:: Dataset records ::

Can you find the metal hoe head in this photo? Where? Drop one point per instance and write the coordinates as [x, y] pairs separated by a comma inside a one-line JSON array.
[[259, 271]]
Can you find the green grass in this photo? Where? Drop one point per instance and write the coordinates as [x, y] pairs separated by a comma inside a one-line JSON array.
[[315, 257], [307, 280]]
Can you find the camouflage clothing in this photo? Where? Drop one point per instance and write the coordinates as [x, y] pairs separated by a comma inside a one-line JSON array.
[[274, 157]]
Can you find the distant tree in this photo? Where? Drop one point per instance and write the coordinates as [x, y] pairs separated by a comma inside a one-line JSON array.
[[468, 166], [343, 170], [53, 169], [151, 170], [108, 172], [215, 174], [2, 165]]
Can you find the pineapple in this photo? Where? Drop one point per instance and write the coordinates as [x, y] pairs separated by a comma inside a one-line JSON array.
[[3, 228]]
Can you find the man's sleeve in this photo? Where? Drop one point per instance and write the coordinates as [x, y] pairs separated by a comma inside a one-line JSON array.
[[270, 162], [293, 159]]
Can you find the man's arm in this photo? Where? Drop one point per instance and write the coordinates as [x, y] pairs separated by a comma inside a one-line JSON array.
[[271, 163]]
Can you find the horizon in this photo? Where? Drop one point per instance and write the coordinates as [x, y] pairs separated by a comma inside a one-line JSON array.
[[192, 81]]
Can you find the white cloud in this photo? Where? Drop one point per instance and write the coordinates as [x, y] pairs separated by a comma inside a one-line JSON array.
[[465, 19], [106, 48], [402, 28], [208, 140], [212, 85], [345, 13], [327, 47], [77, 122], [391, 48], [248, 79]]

:::

• _Directions for this task_
Please give the material above once more, unchanged.

• _Result below_
Can you find the metal hoe head in this photo? Where? Drop one point per instance and write the coordinates as [x, y] pairs separated by a comma inside a one-line JSON array.
[[259, 271]]
Can you find the green grass in this photo? Where? Drop one point per instance and write the coordinates as [x, y] pairs separated by a comma inside a one-line JSON array.
[[315, 257], [307, 280]]
Can you find the camouflage clothing in this photo? Where? Drop one point per instance and write the coordinates as [x, y] pairs separated by a comma inside a one-line JSON array.
[[274, 157]]
Can you find the distant tree in this photo? Where? Drop one point per instance and write the coordinates as [x, y] pairs separated by a comma inside a one-line JSON array.
[[468, 166], [343, 170], [53, 169], [151, 170], [108, 172], [215, 174], [2, 165]]
Can you find the pineapple in this photo? Where? Drop one point per instance and write the coordinates as [x, y] pairs separated by a comma inside a one-line JSON array.
[[3, 228]]
Can you find the man's sleeve in this photo? Where? Drop one point per instance and write the coordinates as [x, y] pairs separated by a comma inside a one-line JSON array.
[[270, 162], [293, 159]]
Can you find the man's arm in this photo? Where? Drop one point per instance and write the coordinates as [x, y] pairs separated by a comma inside a one-line JSON array.
[[271, 163]]
Can you find the horizon in this photo? Where? Drop one point per instance and write the coordinates as [x, y] pairs separated by a comma inside a one-line JSON array.
[[192, 81]]
Can you find the white cloud in this photo? Where? Drop one point per instance and write the coordinates as [x, y] pairs separated by a comma inside a one-line JSON array.
[[465, 19], [106, 48], [402, 28], [208, 140], [212, 85], [345, 13], [327, 47], [77, 122], [391, 48], [248, 79]]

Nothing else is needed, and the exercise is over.